◆ Extracted records:
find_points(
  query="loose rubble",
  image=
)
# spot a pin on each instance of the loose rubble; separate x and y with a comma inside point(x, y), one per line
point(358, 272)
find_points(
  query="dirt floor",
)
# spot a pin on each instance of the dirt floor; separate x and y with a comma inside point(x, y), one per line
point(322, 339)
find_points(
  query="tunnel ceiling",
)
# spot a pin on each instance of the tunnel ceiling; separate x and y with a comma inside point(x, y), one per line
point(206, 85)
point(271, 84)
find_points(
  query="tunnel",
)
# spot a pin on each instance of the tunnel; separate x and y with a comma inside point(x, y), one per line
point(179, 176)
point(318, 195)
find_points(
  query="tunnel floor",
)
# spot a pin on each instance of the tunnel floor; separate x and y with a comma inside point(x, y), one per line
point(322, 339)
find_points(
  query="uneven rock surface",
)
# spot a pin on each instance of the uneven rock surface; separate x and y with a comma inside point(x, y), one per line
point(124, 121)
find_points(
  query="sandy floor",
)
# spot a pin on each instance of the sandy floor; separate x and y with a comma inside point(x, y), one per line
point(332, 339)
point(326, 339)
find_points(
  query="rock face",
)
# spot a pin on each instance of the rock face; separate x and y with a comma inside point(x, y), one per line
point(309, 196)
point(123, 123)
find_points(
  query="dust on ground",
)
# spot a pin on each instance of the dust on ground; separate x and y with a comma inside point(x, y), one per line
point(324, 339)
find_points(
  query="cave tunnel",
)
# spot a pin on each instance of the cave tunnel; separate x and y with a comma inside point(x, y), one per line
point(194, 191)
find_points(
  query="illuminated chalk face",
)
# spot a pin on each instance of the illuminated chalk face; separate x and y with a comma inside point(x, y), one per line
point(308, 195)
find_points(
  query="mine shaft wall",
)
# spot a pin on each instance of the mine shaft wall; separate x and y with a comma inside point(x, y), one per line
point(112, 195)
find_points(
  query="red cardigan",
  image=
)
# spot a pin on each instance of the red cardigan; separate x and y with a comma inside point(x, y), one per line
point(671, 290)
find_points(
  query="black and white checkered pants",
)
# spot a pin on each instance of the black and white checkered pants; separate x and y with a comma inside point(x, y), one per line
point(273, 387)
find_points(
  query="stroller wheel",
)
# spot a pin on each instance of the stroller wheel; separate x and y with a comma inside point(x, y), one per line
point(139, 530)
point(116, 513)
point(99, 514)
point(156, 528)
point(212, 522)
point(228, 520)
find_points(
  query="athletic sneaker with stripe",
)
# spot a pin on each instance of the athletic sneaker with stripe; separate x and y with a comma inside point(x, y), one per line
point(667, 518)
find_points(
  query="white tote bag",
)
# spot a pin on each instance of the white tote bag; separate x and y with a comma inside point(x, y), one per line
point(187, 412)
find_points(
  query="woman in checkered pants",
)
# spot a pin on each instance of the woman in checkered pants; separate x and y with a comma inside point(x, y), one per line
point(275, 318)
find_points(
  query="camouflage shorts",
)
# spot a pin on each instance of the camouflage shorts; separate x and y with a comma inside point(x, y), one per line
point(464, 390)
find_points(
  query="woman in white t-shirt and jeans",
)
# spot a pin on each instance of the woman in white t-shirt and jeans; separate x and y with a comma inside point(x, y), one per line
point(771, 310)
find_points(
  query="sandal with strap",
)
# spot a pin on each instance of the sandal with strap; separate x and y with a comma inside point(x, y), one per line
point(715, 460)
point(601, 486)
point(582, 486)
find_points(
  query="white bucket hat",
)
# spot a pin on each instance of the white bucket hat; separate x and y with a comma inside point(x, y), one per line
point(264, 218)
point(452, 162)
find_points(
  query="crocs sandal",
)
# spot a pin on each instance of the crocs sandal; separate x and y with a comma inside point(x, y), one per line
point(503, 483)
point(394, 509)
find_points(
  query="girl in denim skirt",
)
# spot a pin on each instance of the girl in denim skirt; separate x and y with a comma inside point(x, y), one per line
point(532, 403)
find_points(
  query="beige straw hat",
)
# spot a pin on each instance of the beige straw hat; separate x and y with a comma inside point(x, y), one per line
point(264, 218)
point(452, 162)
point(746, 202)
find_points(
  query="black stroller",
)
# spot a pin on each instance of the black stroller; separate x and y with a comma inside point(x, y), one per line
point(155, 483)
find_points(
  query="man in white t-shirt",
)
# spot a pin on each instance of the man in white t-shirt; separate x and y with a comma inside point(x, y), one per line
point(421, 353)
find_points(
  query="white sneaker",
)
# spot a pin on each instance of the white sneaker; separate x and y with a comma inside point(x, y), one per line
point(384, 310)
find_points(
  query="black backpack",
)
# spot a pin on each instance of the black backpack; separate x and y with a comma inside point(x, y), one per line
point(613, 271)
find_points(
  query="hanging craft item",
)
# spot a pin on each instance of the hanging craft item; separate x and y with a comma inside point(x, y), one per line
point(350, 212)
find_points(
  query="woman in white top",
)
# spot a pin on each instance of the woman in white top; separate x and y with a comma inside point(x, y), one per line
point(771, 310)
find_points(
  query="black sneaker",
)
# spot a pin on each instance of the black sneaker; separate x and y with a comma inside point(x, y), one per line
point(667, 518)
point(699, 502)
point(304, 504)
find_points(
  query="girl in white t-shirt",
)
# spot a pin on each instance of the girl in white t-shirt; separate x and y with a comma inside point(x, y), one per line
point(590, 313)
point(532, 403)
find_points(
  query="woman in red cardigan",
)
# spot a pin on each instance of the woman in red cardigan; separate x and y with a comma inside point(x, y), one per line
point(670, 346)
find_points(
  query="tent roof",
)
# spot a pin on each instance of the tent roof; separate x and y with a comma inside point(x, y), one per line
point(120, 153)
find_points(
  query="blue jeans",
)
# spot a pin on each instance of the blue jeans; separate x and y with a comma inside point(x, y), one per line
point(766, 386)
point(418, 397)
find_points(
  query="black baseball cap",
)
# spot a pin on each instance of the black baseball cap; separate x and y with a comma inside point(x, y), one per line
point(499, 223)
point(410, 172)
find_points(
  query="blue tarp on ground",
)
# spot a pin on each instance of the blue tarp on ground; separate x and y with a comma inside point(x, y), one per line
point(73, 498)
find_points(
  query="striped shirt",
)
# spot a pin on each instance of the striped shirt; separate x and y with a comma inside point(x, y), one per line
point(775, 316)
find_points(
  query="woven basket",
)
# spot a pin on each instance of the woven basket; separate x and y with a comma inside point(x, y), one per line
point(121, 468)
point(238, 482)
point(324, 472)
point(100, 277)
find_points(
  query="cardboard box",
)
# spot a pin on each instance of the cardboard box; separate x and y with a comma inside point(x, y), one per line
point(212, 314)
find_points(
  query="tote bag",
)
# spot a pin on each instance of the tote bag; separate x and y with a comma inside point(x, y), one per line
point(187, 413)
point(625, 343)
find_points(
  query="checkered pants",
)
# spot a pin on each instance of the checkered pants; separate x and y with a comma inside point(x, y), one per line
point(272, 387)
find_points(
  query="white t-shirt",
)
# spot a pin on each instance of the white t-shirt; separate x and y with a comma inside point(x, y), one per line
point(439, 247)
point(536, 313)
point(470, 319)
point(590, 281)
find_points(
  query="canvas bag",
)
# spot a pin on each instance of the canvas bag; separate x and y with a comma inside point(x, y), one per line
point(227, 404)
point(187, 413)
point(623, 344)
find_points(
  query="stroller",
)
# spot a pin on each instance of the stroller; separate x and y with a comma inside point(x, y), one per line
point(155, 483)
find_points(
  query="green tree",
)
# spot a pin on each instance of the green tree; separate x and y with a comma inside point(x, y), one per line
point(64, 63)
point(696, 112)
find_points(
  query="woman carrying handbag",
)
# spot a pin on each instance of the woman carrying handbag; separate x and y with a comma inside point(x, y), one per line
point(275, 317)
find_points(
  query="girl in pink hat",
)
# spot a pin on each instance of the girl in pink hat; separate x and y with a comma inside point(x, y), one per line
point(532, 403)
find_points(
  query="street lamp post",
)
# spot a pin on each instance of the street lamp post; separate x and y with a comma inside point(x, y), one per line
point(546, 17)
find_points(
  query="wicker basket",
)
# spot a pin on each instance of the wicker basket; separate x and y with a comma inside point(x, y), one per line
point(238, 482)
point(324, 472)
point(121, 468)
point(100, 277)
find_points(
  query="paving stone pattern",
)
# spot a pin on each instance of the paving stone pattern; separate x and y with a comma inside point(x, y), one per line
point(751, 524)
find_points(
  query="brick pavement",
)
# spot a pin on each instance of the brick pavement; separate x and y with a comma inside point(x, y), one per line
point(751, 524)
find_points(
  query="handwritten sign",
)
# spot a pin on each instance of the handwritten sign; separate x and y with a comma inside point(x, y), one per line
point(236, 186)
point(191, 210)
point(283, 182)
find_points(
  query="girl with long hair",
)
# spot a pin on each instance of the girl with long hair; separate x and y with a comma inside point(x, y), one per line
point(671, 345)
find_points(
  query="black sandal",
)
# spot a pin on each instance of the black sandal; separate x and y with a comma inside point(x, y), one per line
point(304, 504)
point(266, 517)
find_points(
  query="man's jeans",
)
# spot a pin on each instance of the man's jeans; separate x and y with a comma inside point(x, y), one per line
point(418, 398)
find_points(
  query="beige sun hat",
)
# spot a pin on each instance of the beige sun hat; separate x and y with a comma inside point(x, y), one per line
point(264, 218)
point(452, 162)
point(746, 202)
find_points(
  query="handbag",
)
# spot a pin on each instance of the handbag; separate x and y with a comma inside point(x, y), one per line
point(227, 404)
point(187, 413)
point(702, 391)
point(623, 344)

◆ The problem: Copy out, with no changes, everything from the start of the data above down to and including the line containing "point(271, 84)".

◆ Full solution:
find_points(
  query="loose rubble",
  image=
)
# spot a pin on each instance of the loose rubble; separate x and y with a comma inside point(x, y), one per line
point(358, 272)
find_points(
  query="dirt floor",
)
# spot a pin on each instance of the dirt floor; separate x and y with a comma inside point(x, y), one per line
point(322, 339)
find_points(
  query="tunnel ceiling",
)
# spot a pin on each instance of the tunnel ceiling; separate x and y with a comma inside point(x, y), one per line
point(206, 85)
point(271, 84)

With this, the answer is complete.